> ISTRUZIONI DA SEGUIRE: Prosegui il resoconto dell'escursione verso Tessaie, ripartendo subito dopo la sua ultima frase.

> TESTO DELLA PAGINA:
::::::::::

Nell'isolata val Brevenna, terra di borghi fantasma, un paese che è più...fantasma degli altri

PAESE FANTASMA: Tessaie

RAGGIUNGIBILE DA: Pareto (Ge)

LUNGHEZZA DEL PERCORSO (A/R): oltre 6 km 

TEMPO DI PERCORRENZA (A/R): circa 2 h. 30 min.

SEGNAVIA: segnalazioni Parco Antola per "Mareta" ad inizio percorso; cerchio giallo a tratti lungo il percorso

 

Ho letto di Tessaie su qualche forum dove si parlava di Liguria e paesi abbandonati e non c'è stato niente da fare, mi ha incuriosito a tal punto da volerlo visitare. E dire che paesi fantasma ancora da vedere, da quelle parti, ce n'erano eccome. 

Ma a primavera inoltrata (fine maggio, quando ho fatto l'escursione) bisogna anche fare i conti con la vegetazione che si fa sempre più fitta e quindi si pongono necessariamente delle valutazioni, al termine delle quali, ho deciso che forse, Tessaie, sarebbe stata la scelta migliore, nonostante avessi letto da più parti che il borgo non era semplice da trovare. Figurarsi per me che di quelle zone non sono per niente pratico...

Ci mettiamo in moto al mattino presto, molto presto, perché c'è da andare fino in val Brevenna. Ci arriveremo dalla val Vobbia, quindi una volta raggiunta la val Borbera prima e la val Sisola poi, ridiscendiamo da Costa Salata fino a Vobbia, per poi seguire le indicazioni per Noceto e Alpe. Ad Alpe ci ero stato da bambino, un lunedì di Pasqua e ho ancora forte il ricordo di quella costruzione esagerata - l'albergo - che quasi stona in mezzo alle piccole case del borgo e che è visibile anche da lontano, avvicinandosi in auto al paese.

A mano a mano che ci si avvicina ad Alpe, il panorama si fa più ampio e meraviglioso e offre una vista privilegiata sulle Rocche del Reopasso: credo che questo sia uno dei punti panoramici più belli del nostro appennino. Superate le case di Alpe, la strada si mantiene stretta ma si fa leggermente più piana, tagliando il fianco della montagna fino a raggiungere il Passo dell'Incisa, il valico tra la val Vobbia e la val Brevenna, un altro punto panoramico a dir poco magnifico sull'appennino.

Dall'Incisa raggiungiamo la madonnina di Costa Clavarezza e scendiamo su di una stradina così stretta che quasi si fa fatica a fare le curve, prendendo il bivio per Porcile, Caselline e Pareto.

La strada è asfaltata a tratti e, per un attimo, mi sembra quasi di essere tornato in val Pentemina, che in realtà non è poi così distante da qui. A Porcile ci vengono dubbi sulla strada da seguire e ci fermiamo per chiedere indicazioni: un signore ci raggiunge e si ferma a parlare un po' con noi. Ci racconta che Porcile è un paese soggetto a continue frane, come del resto l'intera vallata di cui fa parte, ed è stato ricostruito in tre posizioni differenti (la prima volta sorgeva in via Campo Antico, la strada che percorreremo per raggiungere Pareto). Da quelle parti, anche Costa Clavarezza ha subito lo stesso triste destino, in tempi più recenti, tanto che ancora oggi la strada è chiusa ed è raggiungibile soltanto a piedi attraverso sentiero. Ci spiega la particolarità della terra che compone le loro montagne e del movimento “a saponetta” che genera le frane.

::::::::::

> Righe estratte da una raccolta:
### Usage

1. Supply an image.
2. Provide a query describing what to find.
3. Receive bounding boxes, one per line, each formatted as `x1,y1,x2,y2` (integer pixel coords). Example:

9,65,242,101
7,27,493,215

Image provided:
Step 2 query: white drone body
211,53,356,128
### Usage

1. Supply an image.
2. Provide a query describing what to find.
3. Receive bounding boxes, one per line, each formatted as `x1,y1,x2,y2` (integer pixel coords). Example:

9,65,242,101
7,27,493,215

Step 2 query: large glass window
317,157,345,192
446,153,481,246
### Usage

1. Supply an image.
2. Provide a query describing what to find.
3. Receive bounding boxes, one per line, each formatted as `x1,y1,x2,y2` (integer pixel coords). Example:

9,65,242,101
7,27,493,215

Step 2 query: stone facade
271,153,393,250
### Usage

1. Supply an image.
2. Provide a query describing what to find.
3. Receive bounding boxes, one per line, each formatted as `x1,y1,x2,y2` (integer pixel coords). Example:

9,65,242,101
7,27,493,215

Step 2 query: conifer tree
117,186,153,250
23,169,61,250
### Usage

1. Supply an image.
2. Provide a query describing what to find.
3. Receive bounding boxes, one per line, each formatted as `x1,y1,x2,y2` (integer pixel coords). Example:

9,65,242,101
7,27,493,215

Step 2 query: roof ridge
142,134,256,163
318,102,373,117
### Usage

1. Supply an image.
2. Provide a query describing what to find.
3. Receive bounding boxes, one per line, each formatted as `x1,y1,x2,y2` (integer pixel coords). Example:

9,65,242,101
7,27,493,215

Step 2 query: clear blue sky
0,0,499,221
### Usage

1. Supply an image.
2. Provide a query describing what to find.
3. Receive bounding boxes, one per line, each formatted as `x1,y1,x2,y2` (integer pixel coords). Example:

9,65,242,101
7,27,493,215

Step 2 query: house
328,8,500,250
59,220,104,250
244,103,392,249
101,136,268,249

::::::::::

> RISULTATO:
Ci chiede da dove veniamo. “Val Curone” gli diciamo, “Caldirola, sa dov’è?”, convinti che non conoscerà mai i nostri posti.

“Belin se li conosco quei posti, c’avevo la morosa a Pallavicino, ho fatto tanta strada avanti e indietro in quegli anni….una volta non c’era ancora internet e tutte queste belinate e quando si conosceva una donna si andava avanti e indietro a trovarla, ci si parlava…mica come adesso…”

Ci mettiamo a ridere, ma ha ragione. Ci racconta che fortunatamente, qualche giovane si è stabilito a Porcile e anche se non ha molta dimestichezza con i lavori della terra, quanto meno ci prova ad arrabattarsi. Ma anche qui sono rimasti in pochi.

“Noi andiamo a Pareto. Ma il sentiero per Tessaie? Sa dirci dove parte?”

“Allora, il sentiero per le Tessaie è segnalato con C.A., che sta per cazzi amari….”

Ancora giù a ridere, capiamo che evidentemente la strada non è delle migliori. Ci spiega il percorso indicando con le mani la montagna di fronte a noi. “Se lo trovate siete bravi!”

Lo salutiamo e ripartiamo alla volta di Pareto, che raggiungiamo poco dopo su di una stradina sempre in parte asfaltata e in parte sterrata. Pareto è un piacevole paesino situato in una valletta laterale della val Brevenna. L’arrivo in paese è preceduto dal cimitero, sulla sinistra, e dalla chiesa di San Lorenzo Martire, oltre cui si trova una piccola piazzetta dove parcheggiamo l’auto e ci prepariamo alla partenza.

Colpisce subito la nostra attenzione un antico oratorio in pietra, al centro della piazzetta, probabilmente abbandonato, che lateralmente ospita una claire come fosse un qualunque garage…

Accanto all’oratorio, una viuzza si insinua tra le case. Sul lato, le segnalazioni del Parco Antola con le indicazioni per i seccherecci (0,30 min.) e Mareta (1 ora). Ci incamminiamo tra le case di Pareto, raggiungendo in breve un grosso vascone dell’acqua e teniamo sempre la sinistra ai vari bivi che si susseguono, iniziando in breve a salire oltre le case e trovando dei segni gialli dipinti sugli alberi che sembrano essere dei segnavia.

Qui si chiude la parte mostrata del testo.